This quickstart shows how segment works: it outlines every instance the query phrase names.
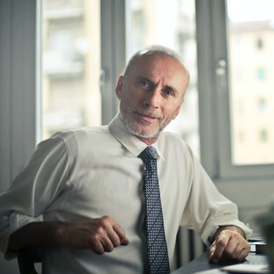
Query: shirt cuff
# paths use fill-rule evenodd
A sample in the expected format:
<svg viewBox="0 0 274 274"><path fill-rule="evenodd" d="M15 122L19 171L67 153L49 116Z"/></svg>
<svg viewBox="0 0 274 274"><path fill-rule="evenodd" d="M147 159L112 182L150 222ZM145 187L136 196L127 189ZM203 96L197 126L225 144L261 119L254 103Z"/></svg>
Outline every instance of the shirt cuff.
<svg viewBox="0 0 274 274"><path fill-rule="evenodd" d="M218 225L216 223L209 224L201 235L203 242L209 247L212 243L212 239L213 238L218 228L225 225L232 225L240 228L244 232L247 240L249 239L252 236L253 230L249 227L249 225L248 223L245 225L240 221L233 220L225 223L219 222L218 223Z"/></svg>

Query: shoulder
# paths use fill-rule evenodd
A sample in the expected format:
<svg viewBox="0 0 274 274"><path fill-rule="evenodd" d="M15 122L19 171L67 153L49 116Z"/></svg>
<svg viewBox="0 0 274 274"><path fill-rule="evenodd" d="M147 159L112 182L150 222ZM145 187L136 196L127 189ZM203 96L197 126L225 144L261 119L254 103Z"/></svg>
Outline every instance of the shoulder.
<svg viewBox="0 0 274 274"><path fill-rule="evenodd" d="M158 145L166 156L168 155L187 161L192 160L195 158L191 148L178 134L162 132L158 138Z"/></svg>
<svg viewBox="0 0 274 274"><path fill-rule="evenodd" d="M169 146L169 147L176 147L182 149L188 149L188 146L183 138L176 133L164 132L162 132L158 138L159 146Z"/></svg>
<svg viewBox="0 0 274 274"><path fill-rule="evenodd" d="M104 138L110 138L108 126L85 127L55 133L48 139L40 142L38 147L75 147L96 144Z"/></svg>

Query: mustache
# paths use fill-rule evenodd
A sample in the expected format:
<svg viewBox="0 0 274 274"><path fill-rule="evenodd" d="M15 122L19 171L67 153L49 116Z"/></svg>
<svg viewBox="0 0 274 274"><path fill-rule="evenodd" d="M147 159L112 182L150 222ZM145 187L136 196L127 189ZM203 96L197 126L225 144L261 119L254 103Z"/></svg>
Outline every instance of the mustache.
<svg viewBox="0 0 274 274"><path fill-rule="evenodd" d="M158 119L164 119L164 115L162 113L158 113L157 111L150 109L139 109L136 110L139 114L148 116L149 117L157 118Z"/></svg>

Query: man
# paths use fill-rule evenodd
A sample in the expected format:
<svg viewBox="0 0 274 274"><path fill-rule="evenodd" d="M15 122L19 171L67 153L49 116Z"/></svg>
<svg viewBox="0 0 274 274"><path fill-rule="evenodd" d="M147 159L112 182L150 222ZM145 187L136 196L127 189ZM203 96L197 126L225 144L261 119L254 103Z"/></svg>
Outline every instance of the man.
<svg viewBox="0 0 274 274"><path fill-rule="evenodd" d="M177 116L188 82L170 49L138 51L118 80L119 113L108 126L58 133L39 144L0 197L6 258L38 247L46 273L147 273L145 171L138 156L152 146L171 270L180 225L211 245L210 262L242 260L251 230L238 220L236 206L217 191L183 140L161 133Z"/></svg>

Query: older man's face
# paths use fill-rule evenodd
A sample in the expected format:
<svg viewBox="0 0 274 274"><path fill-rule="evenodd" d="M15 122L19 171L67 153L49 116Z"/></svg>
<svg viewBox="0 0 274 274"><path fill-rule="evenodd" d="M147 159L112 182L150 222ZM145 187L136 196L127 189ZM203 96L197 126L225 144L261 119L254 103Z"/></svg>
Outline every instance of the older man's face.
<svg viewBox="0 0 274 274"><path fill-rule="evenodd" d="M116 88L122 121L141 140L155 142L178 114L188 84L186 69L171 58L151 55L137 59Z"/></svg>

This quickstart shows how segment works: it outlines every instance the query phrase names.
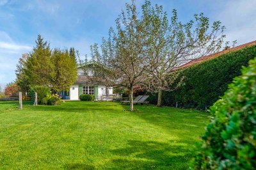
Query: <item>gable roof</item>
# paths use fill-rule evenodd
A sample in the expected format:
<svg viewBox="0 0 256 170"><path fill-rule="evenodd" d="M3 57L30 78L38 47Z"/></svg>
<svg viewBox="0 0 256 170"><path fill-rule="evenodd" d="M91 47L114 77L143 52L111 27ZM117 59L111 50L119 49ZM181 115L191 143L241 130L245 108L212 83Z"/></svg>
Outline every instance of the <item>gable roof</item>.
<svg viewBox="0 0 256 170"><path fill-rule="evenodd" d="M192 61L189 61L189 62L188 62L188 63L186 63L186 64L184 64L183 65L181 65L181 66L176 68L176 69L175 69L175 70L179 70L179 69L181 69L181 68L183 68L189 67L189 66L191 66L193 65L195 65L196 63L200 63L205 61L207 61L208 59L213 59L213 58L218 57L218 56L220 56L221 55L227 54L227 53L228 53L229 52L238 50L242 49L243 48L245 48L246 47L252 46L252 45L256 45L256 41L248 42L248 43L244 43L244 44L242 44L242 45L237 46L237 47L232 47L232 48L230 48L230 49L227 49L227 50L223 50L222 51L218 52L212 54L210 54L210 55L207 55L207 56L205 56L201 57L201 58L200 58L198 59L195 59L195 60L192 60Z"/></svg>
━━━━━━━━━━━━━━━━━━━━━━━━━━━━━━
WHAT TO WORK ON: Reproduce every line of the items above verbatim, omitting the pictures.

ANSWER FOR THIS EXERCISE:
This quickstart shows how segment works: it outlines every instance the query phrase names.
Query: shirt cuff
# paths use fill-rule evenodd
A sample in the expected format:
<svg viewBox="0 0 274 274"><path fill-rule="evenodd" d="M15 122L19 171L67 153L49 116Z"/></svg>
<svg viewBox="0 0 274 274"><path fill-rule="evenodd" d="M147 159L112 182L150 222ZM145 187L136 196L127 189ZM203 96L197 126L225 144L261 119L254 103Z"/></svg>
Outline every instance of the shirt cuff.
<svg viewBox="0 0 274 274"><path fill-rule="evenodd" d="M218 225L216 223L209 224L201 235L203 242L209 247L212 243L212 239L213 238L218 228L225 225L232 225L240 228L244 232L247 240L249 239L252 236L253 230L249 227L249 225L248 223L245 225L240 221L233 220L225 223L219 222L218 223Z"/></svg>

Query: shoulder
# paths use fill-rule evenodd
A sample in the expected format:
<svg viewBox="0 0 274 274"><path fill-rule="evenodd" d="M15 122L19 171L67 153L49 116Z"/></svg>
<svg viewBox="0 0 274 274"><path fill-rule="evenodd" d="M147 159L112 182L150 222ZM145 187L136 196L127 189ZM203 96L197 126L225 144L261 119L254 103Z"/></svg>
Outline every instance of the shoulder.
<svg viewBox="0 0 274 274"><path fill-rule="evenodd" d="M158 145L166 156L168 155L187 161L192 160L195 158L191 148L178 134L162 132L158 138Z"/></svg>
<svg viewBox="0 0 274 274"><path fill-rule="evenodd" d="M169 146L169 147L176 147L182 149L188 149L188 146L183 138L176 133L164 132L162 132L158 138L159 146Z"/></svg>
<svg viewBox="0 0 274 274"><path fill-rule="evenodd" d="M104 138L110 138L108 126L85 127L55 133L48 139L40 142L38 147L75 147L96 144Z"/></svg>

Query: mustache
# paths use fill-rule evenodd
A sample in the expected format:
<svg viewBox="0 0 274 274"><path fill-rule="evenodd" d="M15 122L19 171L67 153L49 116Z"/></svg>
<svg viewBox="0 0 274 274"><path fill-rule="evenodd" d="M147 159L112 182L150 222ZM145 187L136 196L127 189ZM203 96L197 126L225 144L261 119L254 103Z"/></svg>
Outline every instance of the mustache.
<svg viewBox="0 0 274 274"><path fill-rule="evenodd" d="M158 119L164 119L164 115L162 113L158 113L157 111L150 109L139 109L136 110L139 114L148 116L149 117L157 118Z"/></svg>

Query: man
# paths use fill-rule evenodd
A sample in the expected format:
<svg viewBox="0 0 274 274"><path fill-rule="evenodd" d="M15 122L19 171L67 153L49 116Z"/></svg>
<svg viewBox="0 0 274 274"><path fill-rule="evenodd" d="M147 159L112 182L150 222ZM145 187L136 196L127 189ZM203 96L197 126L225 144L261 119L254 103Z"/></svg>
Outline every instance of the man.
<svg viewBox="0 0 274 274"><path fill-rule="evenodd" d="M177 116L188 82L170 49L138 51L118 80L119 113L108 126L58 133L39 144L0 197L6 258L38 247L46 273L147 273L145 171L138 156L152 146L171 270L180 225L211 245L210 262L242 260L251 230L238 220L236 206L217 191L183 140L161 133Z"/></svg>

Query: older man's face
# paths use fill-rule evenodd
A sample in the expected format:
<svg viewBox="0 0 274 274"><path fill-rule="evenodd" d="M15 122L19 171L67 153L49 116Z"/></svg>
<svg viewBox="0 0 274 274"><path fill-rule="evenodd" d="M147 159L112 182L150 222ZM145 187L136 196L127 189ZM203 96L197 126L225 144L261 119L254 103Z"/></svg>
Outline every instance of the older man's face.
<svg viewBox="0 0 274 274"><path fill-rule="evenodd" d="M116 88L122 121L141 140L155 142L178 114L188 84L186 69L171 58L151 55L137 59Z"/></svg>

This quickstart shows how segment works: it outlines every instance the query phrase names.
Query: <item>gable roof</item>
# paths use fill-rule evenodd
A sample in the expected format:
<svg viewBox="0 0 256 170"><path fill-rule="evenodd" d="M3 57L30 78L38 47Z"/></svg>
<svg viewBox="0 0 256 170"><path fill-rule="evenodd" d="M91 47L114 77L143 52L111 27ZM117 59L111 50L119 49ZM181 115L191 143L241 130L245 108L212 83Z"/></svg>
Outline every instance of the <item>gable roof</item>.
<svg viewBox="0 0 256 170"><path fill-rule="evenodd" d="M192 61L189 61L189 62L188 62L188 63L186 63L186 64L184 64L183 65L181 65L181 66L176 68L176 69L175 69L175 70L179 70L179 69L181 69L181 68L183 68L189 67L189 66L191 66L193 65L195 65L196 63L200 63L205 61L207 61L208 59L213 59L213 58L218 57L218 56L220 56L221 55L227 54L227 53L228 53L229 52L238 50L242 49L243 48L245 48L246 47L252 46L252 45L256 45L256 41L248 42L248 43L244 43L244 44L242 44L242 45L237 46L237 47L232 47L232 48L230 48L230 49L227 49L227 50L223 50L222 51L218 52L212 54L210 54L210 55L207 55L207 56L205 56L201 57L201 58L200 58L198 59L195 59L195 60L192 60Z"/></svg>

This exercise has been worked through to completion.